EXERCISE OBJECTIVE: Line by line, set down the following material again exactly.

DATA EXTRACTS:
- - - -

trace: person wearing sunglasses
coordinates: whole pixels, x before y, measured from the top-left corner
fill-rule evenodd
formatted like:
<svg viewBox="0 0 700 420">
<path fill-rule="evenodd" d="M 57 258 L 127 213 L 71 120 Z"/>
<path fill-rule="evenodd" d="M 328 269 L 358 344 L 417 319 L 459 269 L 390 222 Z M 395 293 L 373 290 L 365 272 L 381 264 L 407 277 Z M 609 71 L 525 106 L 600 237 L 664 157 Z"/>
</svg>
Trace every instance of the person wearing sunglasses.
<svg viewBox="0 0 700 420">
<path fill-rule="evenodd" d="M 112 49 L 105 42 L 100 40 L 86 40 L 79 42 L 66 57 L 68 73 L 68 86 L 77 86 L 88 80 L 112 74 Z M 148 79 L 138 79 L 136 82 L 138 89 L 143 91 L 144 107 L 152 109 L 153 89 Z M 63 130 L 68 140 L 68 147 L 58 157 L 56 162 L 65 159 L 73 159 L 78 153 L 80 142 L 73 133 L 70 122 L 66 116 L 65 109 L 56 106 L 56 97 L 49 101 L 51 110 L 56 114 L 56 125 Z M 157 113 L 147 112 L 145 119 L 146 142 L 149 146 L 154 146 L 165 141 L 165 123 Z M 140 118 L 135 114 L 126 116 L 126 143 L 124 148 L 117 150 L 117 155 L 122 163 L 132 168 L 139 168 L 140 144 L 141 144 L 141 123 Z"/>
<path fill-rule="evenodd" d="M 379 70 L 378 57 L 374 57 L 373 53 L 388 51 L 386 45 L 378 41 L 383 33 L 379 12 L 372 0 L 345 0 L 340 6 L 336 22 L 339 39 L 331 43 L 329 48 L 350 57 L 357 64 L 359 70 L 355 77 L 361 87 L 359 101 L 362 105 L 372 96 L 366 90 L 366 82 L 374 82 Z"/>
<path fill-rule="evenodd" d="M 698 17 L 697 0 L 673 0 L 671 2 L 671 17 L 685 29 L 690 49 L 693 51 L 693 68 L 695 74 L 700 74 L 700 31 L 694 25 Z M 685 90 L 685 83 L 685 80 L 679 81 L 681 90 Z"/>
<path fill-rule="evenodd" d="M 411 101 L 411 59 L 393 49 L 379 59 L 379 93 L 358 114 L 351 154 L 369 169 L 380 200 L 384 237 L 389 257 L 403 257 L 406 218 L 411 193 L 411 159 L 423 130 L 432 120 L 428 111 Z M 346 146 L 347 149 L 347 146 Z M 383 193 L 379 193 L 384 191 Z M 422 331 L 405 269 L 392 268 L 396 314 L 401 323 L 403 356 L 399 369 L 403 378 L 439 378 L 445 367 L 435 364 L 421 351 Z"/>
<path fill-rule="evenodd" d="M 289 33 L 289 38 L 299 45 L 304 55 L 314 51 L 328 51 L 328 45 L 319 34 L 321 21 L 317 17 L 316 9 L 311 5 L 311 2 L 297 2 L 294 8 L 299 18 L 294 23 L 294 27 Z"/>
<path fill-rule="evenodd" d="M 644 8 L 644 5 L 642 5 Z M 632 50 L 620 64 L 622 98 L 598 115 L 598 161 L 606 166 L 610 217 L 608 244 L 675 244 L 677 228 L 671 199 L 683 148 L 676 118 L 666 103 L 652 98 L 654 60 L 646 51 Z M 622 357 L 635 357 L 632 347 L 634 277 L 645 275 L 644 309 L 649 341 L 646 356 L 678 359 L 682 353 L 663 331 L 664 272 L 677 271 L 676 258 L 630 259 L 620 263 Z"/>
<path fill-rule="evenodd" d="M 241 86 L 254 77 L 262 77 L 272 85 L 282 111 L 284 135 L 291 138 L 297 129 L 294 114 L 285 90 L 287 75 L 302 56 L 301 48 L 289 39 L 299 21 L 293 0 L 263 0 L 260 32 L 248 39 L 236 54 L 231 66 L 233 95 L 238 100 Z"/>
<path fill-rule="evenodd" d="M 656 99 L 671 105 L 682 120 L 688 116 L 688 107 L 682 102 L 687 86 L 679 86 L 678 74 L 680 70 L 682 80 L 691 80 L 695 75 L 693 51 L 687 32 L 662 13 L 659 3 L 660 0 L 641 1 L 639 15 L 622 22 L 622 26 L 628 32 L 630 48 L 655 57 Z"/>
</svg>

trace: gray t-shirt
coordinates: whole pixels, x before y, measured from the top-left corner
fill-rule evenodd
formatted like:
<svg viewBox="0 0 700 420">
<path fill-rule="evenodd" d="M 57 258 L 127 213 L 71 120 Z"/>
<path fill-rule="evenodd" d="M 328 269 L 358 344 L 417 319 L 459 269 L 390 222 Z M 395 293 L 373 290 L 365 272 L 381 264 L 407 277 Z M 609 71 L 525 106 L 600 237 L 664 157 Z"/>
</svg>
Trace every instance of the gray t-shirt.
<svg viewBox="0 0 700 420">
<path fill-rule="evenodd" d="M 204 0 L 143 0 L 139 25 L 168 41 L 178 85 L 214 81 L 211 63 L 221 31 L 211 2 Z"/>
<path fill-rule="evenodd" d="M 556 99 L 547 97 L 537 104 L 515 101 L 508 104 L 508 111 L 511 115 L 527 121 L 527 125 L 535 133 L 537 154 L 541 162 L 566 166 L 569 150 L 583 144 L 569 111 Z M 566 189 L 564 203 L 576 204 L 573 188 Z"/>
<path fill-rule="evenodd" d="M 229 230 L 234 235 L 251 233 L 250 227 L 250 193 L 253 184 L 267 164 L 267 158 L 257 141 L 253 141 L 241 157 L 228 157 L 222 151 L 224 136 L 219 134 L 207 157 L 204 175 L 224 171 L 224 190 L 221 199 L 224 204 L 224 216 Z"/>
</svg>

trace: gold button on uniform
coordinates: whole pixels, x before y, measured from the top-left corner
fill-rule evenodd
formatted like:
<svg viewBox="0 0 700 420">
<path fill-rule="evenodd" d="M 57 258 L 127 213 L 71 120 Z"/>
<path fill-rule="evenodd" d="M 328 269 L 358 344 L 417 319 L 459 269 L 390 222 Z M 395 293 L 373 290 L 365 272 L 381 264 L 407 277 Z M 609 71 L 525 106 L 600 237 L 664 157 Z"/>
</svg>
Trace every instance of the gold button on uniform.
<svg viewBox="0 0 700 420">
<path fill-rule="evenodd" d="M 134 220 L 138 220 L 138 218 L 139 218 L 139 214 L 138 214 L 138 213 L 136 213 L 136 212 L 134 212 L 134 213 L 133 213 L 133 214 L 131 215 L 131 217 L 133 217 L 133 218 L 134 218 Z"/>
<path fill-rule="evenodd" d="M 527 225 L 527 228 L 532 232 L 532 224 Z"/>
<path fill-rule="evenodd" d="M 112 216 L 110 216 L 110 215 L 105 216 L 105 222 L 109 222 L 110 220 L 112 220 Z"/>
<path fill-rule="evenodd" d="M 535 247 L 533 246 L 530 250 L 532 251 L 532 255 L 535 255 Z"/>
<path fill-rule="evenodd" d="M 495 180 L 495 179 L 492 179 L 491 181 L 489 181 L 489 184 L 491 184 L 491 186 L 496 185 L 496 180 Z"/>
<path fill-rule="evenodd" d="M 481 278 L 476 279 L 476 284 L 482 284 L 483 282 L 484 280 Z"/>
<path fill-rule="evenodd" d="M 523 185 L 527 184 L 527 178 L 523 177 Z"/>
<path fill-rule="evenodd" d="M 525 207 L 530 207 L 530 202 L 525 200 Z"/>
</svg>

- - - -

EXPECTED ANSWER:
trace: person wearing sunglasses
coordinates: whole pixels, x before y, measured from the top-left corner
fill-rule evenodd
formatted like:
<svg viewBox="0 0 700 420">
<path fill-rule="evenodd" d="M 57 258 L 127 213 L 71 120 Z"/>
<path fill-rule="evenodd" d="M 328 269 L 358 344 L 417 319 L 459 269 L 390 222 Z M 395 293 L 373 290 L 365 272 L 381 264 L 407 277 Z M 609 71 L 525 106 L 600 237 L 664 157 Z"/>
</svg>
Trace every instance of the person wearing sunglasses.
<svg viewBox="0 0 700 420">
<path fill-rule="evenodd" d="M 112 49 L 105 42 L 100 40 L 86 40 L 79 42 L 66 57 L 68 73 L 68 86 L 77 86 L 88 80 L 112 74 Z M 148 79 L 138 79 L 136 82 L 138 89 L 143 91 L 144 107 L 152 109 L 153 89 Z M 63 130 L 68 140 L 68 147 L 58 157 L 56 162 L 65 159 L 73 159 L 78 153 L 80 142 L 73 133 L 70 122 L 66 116 L 65 109 L 56 106 L 56 97 L 49 101 L 51 110 L 56 114 L 56 125 Z M 157 113 L 147 112 L 145 119 L 146 142 L 149 146 L 154 146 L 165 141 L 165 123 Z M 140 118 L 135 114 L 126 116 L 126 143 L 124 148 L 117 150 L 117 155 L 122 163 L 132 168 L 139 168 L 140 144 L 141 144 L 141 123 Z"/>
<path fill-rule="evenodd" d="M 379 70 L 378 57 L 374 57 L 373 53 L 388 51 L 386 45 L 378 41 L 383 33 L 379 12 L 372 0 L 345 0 L 340 6 L 336 22 L 339 39 L 331 43 L 329 48 L 350 57 L 357 64 L 359 70 L 355 77 L 361 87 L 359 101 L 362 105 L 372 96 L 366 90 L 366 82 L 374 82 Z"/>
<path fill-rule="evenodd" d="M 698 17 L 697 0 L 673 0 L 671 2 L 671 17 L 685 29 L 690 49 L 693 51 L 693 68 L 695 74 L 700 74 L 700 31 L 694 25 Z M 685 90 L 685 83 L 685 80 L 679 81 L 681 90 Z"/>
<path fill-rule="evenodd" d="M 411 101 L 411 59 L 393 49 L 379 59 L 379 93 L 358 114 L 351 154 L 369 169 L 380 200 L 384 237 L 389 257 L 403 257 L 406 218 L 411 193 L 411 159 L 423 130 L 432 120 L 428 111 Z M 346 146 L 347 149 L 347 146 Z M 383 193 L 379 193 L 384 191 Z M 422 331 L 405 269 L 392 268 L 396 314 L 401 323 L 403 356 L 399 369 L 403 378 L 439 378 L 445 367 L 435 364 L 421 351 Z"/>
<path fill-rule="evenodd" d="M 289 33 L 289 38 L 299 45 L 304 55 L 314 51 L 328 51 L 328 45 L 319 34 L 321 21 L 317 17 L 316 9 L 311 5 L 311 2 L 297 2 L 294 8 L 299 18 L 294 23 L 294 27 Z"/>
<path fill-rule="evenodd" d="M 644 8 L 644 5 L 642 5 Z M 632 50 L 620 64 L 622 98 L 598 115 L 598 161 L 606 166 L 610 217 L 608 244 L 675 244 L 677 228 L 671 199 L 683 148 L 676 118 L 666 103 L 652 98 L 654 60 L 646 51 Z M 622 357 L 635 357 L 632 347 L 634 277 L 645 275 L 644 309 L 649 341 L 646 356 L 678 359 L 682 353 L 663 331 L 664 272 L 677 271 L 676 258 L 630 259 L 620 263 Z"/>
<path fill-rule="evenodd" d="M 241 86 L 254 77 L 262 77 L 272 85 L 282 111 L 284 135 L 291 138 L 297 129 L 294 114 L 285 90 L 287 75 L 302 56 L 301 48 L 289 39 L 299 21 L 293 0 L 263 0 L 260 32 L 248 39 L 236 54 L 231 66 L 233 95 L 238 100 Z"/>
<path fill-rule="evenodd" d="M 656 99 L 671 105 L 682 120 L 688 116 L 688 107 L 682 102 L 687 86 L 679 86 L 678 74 L 680 70 L 682 80 L 691 80 L 695 75 L 693 51 L 687 32 L 662 13 L 659 3 L 660 0 L 641 1 L 639 15 L 622 22 L 622 26 L 628 32 L 630 48 L 655 57 Z"/>
</svg>

trace: gray t-shirt
coordinates: whole pixels, x before y, measured from the top-left corner
fill-rule evenodd
formatted like:
<svg viewBox="0 0 700 420">
<path fill-rule="evenodd" d="M 57 258 L 127 213 L 71 120 Z"/>
<path fill-rule="evenodd" d="M 328 269 L 358 344 L 417 319 L 459 269 L 390 222 Z M 395 293 L 373 290 L 365 272 L 381 264 L 407 277 Z M 609 71 L 525 106 L 600 237 L 664 157 Z"/>
</svg>
Trace every instance of the gray t-shirt.
<svg viewBox="0 0 700 420">
<path fill-rule="evenodd" d="M 204 0 L 143 0 L 139 25 L 168 41 L 178 85 L 214 81 L 211 63 L 221 31 L 211 2 Z"/>
<path fill-rule="evenodd" d="M 556 99 L 547 97 L 537 104 L 515 101 L 508 104 L 508 111 L 511 115 L 527 121 L 527 125 L 535 133 L 537 154 L 541 162 L 566 166 L 569 150 L 583 144 L 569 111 Z M 566 189 L 564 203 L 576 204 L 573 188 Z"/>
<path fill-rule="evenodd" d="M 229 230 L 234 235 L 251 233 L 250 227 L 250 193 L 253 184 L 267 164 L 267 158 L 257 141 L 253 141 L 241 157 L 228 157 L 222 151 L 224 136 L 219 134 L 207 157 L 204 175 L 224 171 L 224 190 L 221 199 L 224 204 L 224 216 Z"/>
</svg>

trace: gold button on uniform
coordinates: whole pixels, x before y, measured from the top-left corner
fill-rule evenodd
formatted like:
<svg viewBox="0 0 700 420">
<path fill-rule="evenodd" d="M 57 258 L 127 213 L 71 120 Z"/>
<path fill-rule="evenodd" d="M 328 269 L 358 344 L 417 319 L 459 269 L 390 222 Z M 395 293 L 373 290 L 365 272 L 381 264 L 407 277 Z M 609 71 L 525 106 L 600 237 L 664 157 Z"/>
</svg>
Trace every instance of the gold button on uniform.
<svg viewBox="0 0 700 420">
<path fill-rule="evenodd" d="M 134 220 L 138 220 L 138 218 L 139 218 L 139 214 L 138 214 L 138 213 L 136 213 L 136 212 L 134 212 L 134 213 L 133 213 L 133 214 L 131 215 L 131 217 L 133 217 L 133 218 L 134 218 Z"/>
<path fill-rule="evenodd" d="M 527 225 L 527 228 L 532 232 L 532 224 Z"/>
<path fill-rule="evenodd" d="M 112 216 L 110 216 L 110 215 L 105 216 L 105 222 L 109 222 L 110 220 L 112 220 Z"/>
<path fill-rule="evenodd" d="M 535 247 L 533 246 L 530 250 L 532 251 L 532 255 L 535 255 Z"/>
<path fill-rule="evenodd" d="M 495 180 L 495 179 L 492 179 L 491 181 L 489 181 L 489 184 L 491 184 L 491 186 L 496 185 L 496 180 Z"/>
<path fill-rule="evenodd" d="M 481 278 L 476 279 L 476 284 L 482 284 L 483 282 L 484 280 Z"/>
<path fill-rule="evenodd" d="M 523 185 L 527 184 L 527 178 L 523 177 Z"/>
<path fill-rule="evenodd" d="M 525 207 L 530 207 L 530 202 L 525 200 Z"/>
</svg>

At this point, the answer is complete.